▶ **Extract to read**:
--------------------------------

Thread: [Acro] RE: Caution on Spade Mods

Message: [Acro] RE: Caution on Spade Mods

Follow-Up To: ACRO Email list (for List Members only)

From: Doyne Keith E MECH <DoyneKE at NAVSEA.NAVY.MIL>

Date: Thu, 10 Apr 2003 17:03:54 UTC


Message:

  
	Neal:


		I think Kermit Weeks was looking at the flutter caused by
spring gear in his Week's Solution.  The result was to put a flow divider
near the spring gear.   If I remember correctly, Henry Haigh mounted the
Ratsrepus wing on a truck and measured the control stick force versus
deflection as the truck drove up and down the runway.  I guess that is how
he determined what spade size and design to start with.    At an airshow in
Connecticut, I remember asking Leo Loudenslager about his "floating" spades
on his plane.  Leo said it was his design, and didn't provide any further
details.  He actually seemed annoyed that I asked him that question.


						Fly Safe,
						Keith Doyne
						IAC Chapter 58
						IAC #10545
		     

-----Original Message-----
From: Neal Frangesh [mailto:LGAENG at compuserve.com]
Sent: Thursday, April 10, 2003 12:11 PM
To: Acro, Exploder
Subject: [Acro] Caution on Spade Mods


David:

It was a long time ago, but I seem to recall that the flutter research 
done by Kermit Weeks was done not too long after Harold Chappel was 
killed flight testing a new Laser style monoplane.  According to wittnesses,

the wing disintegrated during a high speed pass.  The probable cause of the 
accident was flutter.

Monoplanes are (probably) inherently less resistant to certain torsional
wing 
flutter modes than biplanes.  People should be very cautious when making 
changes to the size, shape, and weight of their spades.  As your e-mail so 
well points out, there is a lot more to it than just "cut and try".

--------------------------------

▶ **Supplied records**:
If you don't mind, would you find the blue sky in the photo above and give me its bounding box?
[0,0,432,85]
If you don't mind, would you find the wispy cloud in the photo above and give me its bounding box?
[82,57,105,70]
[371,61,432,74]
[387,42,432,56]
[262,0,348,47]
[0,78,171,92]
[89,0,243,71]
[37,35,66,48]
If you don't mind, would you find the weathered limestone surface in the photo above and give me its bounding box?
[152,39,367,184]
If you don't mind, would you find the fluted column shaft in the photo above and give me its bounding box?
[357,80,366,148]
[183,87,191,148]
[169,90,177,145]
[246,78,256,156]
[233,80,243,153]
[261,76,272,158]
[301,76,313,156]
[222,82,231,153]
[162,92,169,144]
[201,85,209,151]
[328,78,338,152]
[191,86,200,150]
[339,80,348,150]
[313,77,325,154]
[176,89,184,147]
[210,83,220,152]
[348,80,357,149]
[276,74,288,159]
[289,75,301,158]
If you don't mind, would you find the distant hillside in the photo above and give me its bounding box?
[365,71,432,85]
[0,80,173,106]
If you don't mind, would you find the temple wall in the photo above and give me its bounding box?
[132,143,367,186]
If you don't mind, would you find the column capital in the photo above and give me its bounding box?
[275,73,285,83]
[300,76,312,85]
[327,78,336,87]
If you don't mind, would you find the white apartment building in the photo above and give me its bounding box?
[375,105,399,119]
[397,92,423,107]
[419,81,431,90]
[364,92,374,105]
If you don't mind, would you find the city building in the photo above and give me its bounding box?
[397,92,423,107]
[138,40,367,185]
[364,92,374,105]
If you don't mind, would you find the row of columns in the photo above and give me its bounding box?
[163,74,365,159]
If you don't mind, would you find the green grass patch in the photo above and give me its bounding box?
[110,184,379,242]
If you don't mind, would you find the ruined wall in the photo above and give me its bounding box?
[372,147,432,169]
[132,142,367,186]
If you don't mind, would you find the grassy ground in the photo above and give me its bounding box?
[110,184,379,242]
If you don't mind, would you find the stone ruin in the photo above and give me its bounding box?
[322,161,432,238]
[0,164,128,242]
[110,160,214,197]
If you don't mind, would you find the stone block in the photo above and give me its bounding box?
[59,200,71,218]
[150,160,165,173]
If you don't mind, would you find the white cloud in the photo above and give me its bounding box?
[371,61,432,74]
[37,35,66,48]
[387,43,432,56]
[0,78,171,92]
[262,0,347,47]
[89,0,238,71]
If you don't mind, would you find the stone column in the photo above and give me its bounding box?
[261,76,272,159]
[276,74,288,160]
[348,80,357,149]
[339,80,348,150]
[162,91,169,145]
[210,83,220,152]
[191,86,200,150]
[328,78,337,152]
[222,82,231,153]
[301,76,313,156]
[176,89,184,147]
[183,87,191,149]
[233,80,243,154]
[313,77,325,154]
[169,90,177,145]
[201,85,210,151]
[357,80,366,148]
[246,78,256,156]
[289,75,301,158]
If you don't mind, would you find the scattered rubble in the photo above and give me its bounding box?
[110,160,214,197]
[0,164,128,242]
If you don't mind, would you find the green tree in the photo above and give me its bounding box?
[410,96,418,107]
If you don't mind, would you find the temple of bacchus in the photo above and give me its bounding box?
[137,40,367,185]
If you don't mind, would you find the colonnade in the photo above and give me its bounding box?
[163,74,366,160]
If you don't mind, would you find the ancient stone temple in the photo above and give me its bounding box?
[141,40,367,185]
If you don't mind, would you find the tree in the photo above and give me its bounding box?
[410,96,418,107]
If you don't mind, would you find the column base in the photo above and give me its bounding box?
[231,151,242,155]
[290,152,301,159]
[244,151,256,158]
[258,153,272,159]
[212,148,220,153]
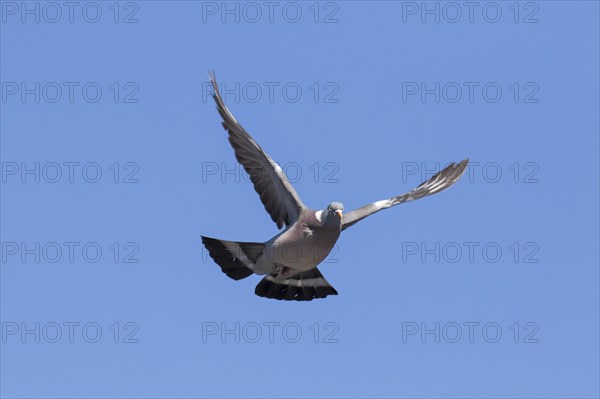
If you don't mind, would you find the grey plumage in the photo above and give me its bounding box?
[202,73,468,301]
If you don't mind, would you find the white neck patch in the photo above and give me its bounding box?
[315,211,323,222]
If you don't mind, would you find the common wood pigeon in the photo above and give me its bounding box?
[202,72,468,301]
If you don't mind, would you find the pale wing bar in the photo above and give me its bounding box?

--------------------------------

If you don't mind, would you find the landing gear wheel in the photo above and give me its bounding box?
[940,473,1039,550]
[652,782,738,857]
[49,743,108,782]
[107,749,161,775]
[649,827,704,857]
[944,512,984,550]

--------------------------------

▶ **What this exercise asks**:
[A] Answer these questions using the email thread:
(i) What was put near the spring gear as a result of the work in Kermit Weeks's Week's Solution?
(ii) What did Henry Haigh mount the Ratsrepus wing on to measure control stick force versus deflection?
(iii) According to witnesses, what happened to the wing during the high speed pass?
[B] Print the part of the email thread from "It was a long" up to and including "accident was flutter.".

▶ **Answer list**:
[A]
(i) A flow divider.
(ii) A truck.
(iii) It disintegrated.

[B]
It was a long time ago, but I seem to recall that the flutter research 
done by Kermit Weeks was done not too long after Harold Chappel was 
killed flight testing a new Laser style monoplane.  According to wittnesses,

the wing disintegrated during a high speed pass.  The probable cause of the 
accident was flutter.